[Entries drawn from a collection]
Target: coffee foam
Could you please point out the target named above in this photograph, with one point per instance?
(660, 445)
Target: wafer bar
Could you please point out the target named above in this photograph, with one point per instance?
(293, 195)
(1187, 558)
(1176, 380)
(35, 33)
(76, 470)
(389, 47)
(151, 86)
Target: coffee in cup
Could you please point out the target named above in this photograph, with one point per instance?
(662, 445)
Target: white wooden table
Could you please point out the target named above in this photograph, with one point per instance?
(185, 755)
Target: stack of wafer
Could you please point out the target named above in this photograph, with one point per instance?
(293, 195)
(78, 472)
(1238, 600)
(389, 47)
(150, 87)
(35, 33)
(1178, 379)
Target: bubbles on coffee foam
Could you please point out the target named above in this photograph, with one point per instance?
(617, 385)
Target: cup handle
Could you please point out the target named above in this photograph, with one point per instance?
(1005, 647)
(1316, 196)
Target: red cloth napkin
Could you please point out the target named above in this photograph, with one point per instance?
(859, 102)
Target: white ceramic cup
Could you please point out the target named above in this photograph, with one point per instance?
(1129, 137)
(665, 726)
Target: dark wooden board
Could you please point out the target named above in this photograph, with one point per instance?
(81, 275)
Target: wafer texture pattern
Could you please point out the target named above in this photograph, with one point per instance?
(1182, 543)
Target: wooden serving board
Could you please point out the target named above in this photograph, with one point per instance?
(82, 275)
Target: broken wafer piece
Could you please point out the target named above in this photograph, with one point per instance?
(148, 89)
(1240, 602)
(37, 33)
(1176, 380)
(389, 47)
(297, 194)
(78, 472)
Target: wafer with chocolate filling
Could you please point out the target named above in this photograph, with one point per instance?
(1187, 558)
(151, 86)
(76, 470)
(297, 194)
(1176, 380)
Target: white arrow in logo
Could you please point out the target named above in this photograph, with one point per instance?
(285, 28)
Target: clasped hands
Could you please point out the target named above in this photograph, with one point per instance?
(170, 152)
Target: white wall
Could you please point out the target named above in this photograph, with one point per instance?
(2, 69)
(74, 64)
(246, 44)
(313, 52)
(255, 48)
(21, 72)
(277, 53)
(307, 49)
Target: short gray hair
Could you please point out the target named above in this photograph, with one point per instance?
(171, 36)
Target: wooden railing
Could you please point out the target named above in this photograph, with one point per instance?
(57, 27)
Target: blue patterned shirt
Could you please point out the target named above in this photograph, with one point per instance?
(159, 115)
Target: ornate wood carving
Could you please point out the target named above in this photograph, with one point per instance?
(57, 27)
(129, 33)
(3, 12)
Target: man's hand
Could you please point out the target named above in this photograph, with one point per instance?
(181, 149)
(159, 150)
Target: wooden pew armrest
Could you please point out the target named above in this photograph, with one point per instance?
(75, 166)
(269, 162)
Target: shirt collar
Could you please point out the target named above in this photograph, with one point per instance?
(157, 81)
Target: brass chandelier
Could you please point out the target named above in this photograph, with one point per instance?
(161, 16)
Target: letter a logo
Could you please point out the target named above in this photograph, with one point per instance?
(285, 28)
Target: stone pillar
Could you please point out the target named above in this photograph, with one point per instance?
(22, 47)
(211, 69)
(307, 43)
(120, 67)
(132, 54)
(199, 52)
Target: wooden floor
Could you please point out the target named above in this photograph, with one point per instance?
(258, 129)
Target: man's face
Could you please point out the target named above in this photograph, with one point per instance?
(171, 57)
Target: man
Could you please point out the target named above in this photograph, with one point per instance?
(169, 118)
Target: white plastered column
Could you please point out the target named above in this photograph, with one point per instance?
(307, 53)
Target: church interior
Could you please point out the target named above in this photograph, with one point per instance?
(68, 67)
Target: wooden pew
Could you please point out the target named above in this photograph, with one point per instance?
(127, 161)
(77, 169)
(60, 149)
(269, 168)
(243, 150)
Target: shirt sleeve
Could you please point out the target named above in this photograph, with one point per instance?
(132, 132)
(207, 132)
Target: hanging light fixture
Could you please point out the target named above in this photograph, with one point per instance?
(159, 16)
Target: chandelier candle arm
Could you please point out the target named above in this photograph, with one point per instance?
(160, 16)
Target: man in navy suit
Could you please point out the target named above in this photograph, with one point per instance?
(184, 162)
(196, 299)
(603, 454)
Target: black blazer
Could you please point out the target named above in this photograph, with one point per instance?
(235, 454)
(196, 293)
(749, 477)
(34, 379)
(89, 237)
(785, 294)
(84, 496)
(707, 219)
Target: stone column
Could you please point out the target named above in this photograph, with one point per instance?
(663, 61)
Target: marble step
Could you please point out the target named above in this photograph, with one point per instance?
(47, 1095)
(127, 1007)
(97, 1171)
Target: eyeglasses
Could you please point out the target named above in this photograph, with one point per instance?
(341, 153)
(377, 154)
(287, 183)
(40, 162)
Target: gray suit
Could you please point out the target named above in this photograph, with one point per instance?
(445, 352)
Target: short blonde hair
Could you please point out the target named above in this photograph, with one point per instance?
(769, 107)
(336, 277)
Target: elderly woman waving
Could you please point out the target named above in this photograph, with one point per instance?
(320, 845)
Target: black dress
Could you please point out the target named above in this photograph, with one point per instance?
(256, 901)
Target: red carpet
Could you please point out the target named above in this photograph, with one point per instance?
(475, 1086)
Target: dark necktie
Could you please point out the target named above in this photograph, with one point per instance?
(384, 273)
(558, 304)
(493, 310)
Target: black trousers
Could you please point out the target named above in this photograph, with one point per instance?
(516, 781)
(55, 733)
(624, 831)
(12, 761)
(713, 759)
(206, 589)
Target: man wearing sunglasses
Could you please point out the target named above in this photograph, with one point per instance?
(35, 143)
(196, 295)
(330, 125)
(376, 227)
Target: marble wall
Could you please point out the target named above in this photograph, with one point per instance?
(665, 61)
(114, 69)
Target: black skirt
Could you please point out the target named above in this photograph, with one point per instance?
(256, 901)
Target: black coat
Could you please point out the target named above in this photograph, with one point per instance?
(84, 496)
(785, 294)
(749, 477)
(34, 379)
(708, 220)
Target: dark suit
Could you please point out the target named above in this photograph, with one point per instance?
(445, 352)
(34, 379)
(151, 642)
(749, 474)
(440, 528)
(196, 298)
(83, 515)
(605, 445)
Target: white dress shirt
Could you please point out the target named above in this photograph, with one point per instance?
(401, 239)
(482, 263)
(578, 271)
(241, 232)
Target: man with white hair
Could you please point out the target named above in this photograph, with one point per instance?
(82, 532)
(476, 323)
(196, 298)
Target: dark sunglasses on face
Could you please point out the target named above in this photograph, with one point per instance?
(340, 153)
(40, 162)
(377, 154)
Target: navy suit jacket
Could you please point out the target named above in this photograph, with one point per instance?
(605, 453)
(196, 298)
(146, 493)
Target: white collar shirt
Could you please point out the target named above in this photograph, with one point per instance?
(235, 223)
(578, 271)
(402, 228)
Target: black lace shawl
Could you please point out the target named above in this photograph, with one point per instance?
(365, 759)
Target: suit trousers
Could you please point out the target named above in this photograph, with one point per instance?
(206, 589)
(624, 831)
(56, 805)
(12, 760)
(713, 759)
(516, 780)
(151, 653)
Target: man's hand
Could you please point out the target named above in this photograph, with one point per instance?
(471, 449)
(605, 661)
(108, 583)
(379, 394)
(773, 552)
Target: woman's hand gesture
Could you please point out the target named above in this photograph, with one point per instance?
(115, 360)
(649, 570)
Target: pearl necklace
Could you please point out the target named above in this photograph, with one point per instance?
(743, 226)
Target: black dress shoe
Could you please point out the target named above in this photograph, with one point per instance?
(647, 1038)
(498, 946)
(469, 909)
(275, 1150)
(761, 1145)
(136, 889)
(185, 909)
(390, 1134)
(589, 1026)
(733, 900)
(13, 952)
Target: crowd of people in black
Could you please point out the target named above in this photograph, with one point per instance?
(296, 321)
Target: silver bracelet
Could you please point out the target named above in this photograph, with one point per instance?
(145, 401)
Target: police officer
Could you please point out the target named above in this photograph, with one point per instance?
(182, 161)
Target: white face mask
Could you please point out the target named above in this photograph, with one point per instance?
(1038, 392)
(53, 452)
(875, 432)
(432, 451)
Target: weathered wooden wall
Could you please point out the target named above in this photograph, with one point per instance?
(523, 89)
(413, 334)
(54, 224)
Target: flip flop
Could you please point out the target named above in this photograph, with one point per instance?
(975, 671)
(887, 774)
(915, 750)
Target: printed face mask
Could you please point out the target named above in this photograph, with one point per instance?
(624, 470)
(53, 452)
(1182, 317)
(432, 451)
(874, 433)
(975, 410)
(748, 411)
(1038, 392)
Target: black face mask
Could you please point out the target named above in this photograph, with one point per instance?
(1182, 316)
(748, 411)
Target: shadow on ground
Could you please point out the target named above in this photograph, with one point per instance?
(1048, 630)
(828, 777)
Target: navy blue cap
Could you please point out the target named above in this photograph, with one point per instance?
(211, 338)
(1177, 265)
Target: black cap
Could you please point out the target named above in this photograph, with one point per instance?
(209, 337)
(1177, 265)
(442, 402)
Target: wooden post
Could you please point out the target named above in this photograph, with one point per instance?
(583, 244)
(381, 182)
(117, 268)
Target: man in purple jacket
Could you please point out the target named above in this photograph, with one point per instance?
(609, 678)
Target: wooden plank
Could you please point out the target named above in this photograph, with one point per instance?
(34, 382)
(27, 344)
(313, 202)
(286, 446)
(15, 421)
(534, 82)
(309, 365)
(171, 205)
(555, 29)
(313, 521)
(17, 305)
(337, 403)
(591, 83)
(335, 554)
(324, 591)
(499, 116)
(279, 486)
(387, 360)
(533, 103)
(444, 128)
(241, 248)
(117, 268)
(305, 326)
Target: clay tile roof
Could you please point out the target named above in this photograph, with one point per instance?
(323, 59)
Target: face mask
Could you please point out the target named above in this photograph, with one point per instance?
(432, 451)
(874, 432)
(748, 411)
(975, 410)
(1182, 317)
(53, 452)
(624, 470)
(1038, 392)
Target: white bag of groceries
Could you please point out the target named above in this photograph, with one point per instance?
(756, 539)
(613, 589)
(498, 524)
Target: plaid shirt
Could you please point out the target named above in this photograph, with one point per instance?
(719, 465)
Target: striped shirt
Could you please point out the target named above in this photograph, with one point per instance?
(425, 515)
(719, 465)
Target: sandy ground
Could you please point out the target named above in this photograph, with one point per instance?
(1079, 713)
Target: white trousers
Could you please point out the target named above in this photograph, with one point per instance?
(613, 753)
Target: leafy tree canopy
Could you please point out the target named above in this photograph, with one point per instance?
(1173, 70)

## Set problem:
Starting with the line that contains "Target: leafy tree canopy" and going on through the end of the rows, recast those lines as a numbered list, leaving out any blank lines.

## Completed task:
1. Target: leafy tree canopy
2. Could you please point out the target named above in this photograph, with one point per instance?
3. (1173, 70)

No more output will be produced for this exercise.